● **SOURCE DATA**:
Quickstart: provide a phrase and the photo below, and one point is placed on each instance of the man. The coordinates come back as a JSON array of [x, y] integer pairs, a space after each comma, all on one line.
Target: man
--
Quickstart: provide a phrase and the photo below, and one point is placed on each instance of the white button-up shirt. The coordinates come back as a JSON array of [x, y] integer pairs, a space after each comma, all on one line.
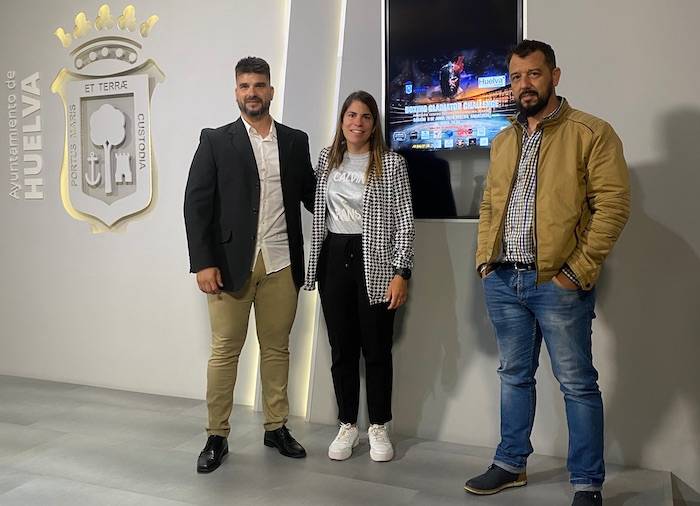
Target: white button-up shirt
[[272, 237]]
* * *
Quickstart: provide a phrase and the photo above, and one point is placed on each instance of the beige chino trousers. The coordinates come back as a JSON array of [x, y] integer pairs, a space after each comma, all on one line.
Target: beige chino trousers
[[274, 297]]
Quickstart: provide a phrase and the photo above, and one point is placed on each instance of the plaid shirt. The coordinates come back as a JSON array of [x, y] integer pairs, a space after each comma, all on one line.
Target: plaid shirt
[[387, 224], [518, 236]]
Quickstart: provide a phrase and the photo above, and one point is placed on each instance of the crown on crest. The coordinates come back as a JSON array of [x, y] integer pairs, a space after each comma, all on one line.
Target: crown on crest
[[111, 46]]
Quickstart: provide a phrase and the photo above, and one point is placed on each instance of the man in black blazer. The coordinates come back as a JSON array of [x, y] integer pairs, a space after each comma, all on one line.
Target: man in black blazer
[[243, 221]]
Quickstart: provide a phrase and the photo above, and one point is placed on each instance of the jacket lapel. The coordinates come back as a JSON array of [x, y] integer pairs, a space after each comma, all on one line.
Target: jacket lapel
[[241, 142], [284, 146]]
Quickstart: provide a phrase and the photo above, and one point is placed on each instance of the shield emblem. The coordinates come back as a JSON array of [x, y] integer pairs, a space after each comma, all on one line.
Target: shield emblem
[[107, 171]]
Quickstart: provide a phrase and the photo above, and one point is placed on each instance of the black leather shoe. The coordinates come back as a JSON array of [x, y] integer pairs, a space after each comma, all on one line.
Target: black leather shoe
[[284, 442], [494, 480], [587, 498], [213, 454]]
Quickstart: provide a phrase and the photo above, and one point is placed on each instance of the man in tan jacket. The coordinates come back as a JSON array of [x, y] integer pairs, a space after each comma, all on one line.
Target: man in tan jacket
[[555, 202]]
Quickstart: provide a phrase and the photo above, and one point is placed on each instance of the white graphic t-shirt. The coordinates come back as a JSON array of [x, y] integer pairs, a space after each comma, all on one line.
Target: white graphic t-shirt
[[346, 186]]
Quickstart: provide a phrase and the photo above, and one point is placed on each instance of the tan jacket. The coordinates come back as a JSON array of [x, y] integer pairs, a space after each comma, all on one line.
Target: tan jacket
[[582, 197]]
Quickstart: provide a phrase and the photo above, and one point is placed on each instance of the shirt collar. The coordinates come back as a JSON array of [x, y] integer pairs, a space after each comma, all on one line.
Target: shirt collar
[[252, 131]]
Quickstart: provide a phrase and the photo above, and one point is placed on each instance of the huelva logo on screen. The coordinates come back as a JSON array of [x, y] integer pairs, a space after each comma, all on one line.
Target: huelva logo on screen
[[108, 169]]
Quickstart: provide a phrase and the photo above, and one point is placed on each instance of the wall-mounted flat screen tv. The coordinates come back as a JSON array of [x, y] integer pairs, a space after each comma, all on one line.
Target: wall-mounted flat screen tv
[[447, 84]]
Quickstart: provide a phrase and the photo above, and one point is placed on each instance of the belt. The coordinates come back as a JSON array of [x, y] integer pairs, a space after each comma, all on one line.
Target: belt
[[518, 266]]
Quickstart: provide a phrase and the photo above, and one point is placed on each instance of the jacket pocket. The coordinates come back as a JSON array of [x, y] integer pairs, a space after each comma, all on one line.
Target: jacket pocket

● **ASSIGNMENT**: Return word for word the lines above from the line with "of the beige" to the line with "in black blazer.", including both and leaving out all others.

● **SOLVED PROBLEM**:
Quickstart: provide a phrase and the photo above, and one point is placed on each instance of the beige chino trousers. The coordinates come back as a JSON array of [x, y] integer pairs, a space after each comma, all on one line.
Target: beige chino trousers
[[274, 297]]
Quickstart: provide a phrase and the photo above, and one point is placed on each instance of the plaid shirt. The coordinates come back as a JSON array of [x, y] integer pairs, a space after each comma, all on one line.
Target: plaid shirt
[[387, 224], [518, 236]]
Quickstart: provide a phrase and the photo above, and one point is placed on each instance of the crown on crest. The coordinates come back as a JSON array of [x, y] integer pairs, a space after each comma, all on one line.
Target: crown on crest
[[111, 46]]
Quickstart: provide a phrase and the photo above, and one point is placed on each instance of the man in black blazer. The coordinates come back as a JSON array of [x, y] integer pairs, a space after each comma, all on one line.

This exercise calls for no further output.